===== Tekstgedeelte

# Niet goed, geld ....

## TuxFriend

http://www.hccnet.nl/404/artikel.cfm?id=512&schrijver=Gerrit%20Jan%20Bel&soort=artikel

TuxFriend

----------

## AlterEgo

lol,

dat zal je met Gentoo niet snel gebeuren; geld terug  :Smile: 

----------

## Stuartje

Great  :Twisted Evil: 

----------

## Fragile

Whoahahaha

Dit is echt een SUPER artikel, dan moet je toch vol gave idieen zitten  :Wink: 

(Kun je meteen bij Jack-Ass beginnen)

T'is gewoon lachuh hoe MS met hun eigen voorwaarden omgaat

----------

## Roel

hehehe gaaf!

/me heeft weer iets in z'n volgende vakantie te doen  :Razz: 

----------

## Zu`

Hehe, inderdaad een goed artikel  :Laughing: 

Maar zoals de auteur het zelf zegt, eigenlijk is het diep-, dieptreurig want het is de consument die de nadelen ervan ondervindt (nuja wij niet natuurlijk). Soms vraag'k me toch af hoe mensen nog vertrouwen kunnen hebben in zo'n bedrijf (bijv. scholen, bedrijven enzo -- willen die dan echt nog contracten met MS?).

Diep-, dieptreurig. Gelukkig zijn er alternatieven, maar dat maakt het niet minder erg.

----------

## heijs

Het is inderdaad diep en diep triest   :Crying or Very sad: 

Misschien moeten we Breekijzer er eens op afsturen   :Twisted Evil: 

----------

## water

Ehm , over het algemeen kots ik ook van breekijzer  :Evil or Very Mad: 

----------

## elkan

haha..

Geweldig artikel..  :Wink: 

En een leuk idee....

Gaat ik hier ook maar eens bij de dixons proberen...

Zou het gezicht van de verkoper wel eens willen zien..  :Very Happy: 

----------

==========

## Wat je doet:
• A. Neem het stuk uit de forumdiscussie letterlijk over dat begint bij de woorden "hehehe gaaf!" en eindigt met "contracten met MS?).".
• B. Vat de forumdiscussie samen in twee zinnen.

===== Gegevensuittreksel

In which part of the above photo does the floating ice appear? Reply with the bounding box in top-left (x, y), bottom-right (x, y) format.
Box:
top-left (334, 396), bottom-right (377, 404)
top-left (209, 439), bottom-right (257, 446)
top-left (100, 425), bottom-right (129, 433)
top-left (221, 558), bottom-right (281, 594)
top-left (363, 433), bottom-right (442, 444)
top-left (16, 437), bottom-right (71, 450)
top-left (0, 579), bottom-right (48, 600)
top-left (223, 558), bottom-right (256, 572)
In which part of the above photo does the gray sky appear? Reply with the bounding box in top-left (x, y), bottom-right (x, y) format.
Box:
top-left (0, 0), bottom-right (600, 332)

==========

## Antwoorden:
• A.
hehehe gaaf!

/me heeft weer iets in z'n volgende vakantie te doen  :Razz: 

----------

## Zu`

Hehe, inderdaad een goed artikel  :Laughing: 

Maar zoals de auteur het zelf zegt, eigenlijk is het diep-, dieptreurig want het is de consument die de nadelen ervan ondervindt (nuja wij niet natuurlijk). Soms vraag'k me toch af hoe mensen nog vertrouwen kunnen hebben in zo'n bedrijf (bijv. scholen, bedrijven enzo -- willen die dan echt nog contracten met MS?).

• B. TuxFriend plaatst een link naar een artikel, waarop de andere deelnemers vooral lachend reageren en het een goed of geweldig artikel noemen. Zu` vindt het tegelijk diep treurig omdat de consument de nadelen ondervindt, en Fragile vindt het lachwekkend hoe MS met zijn eigen voorwaarden omgaat.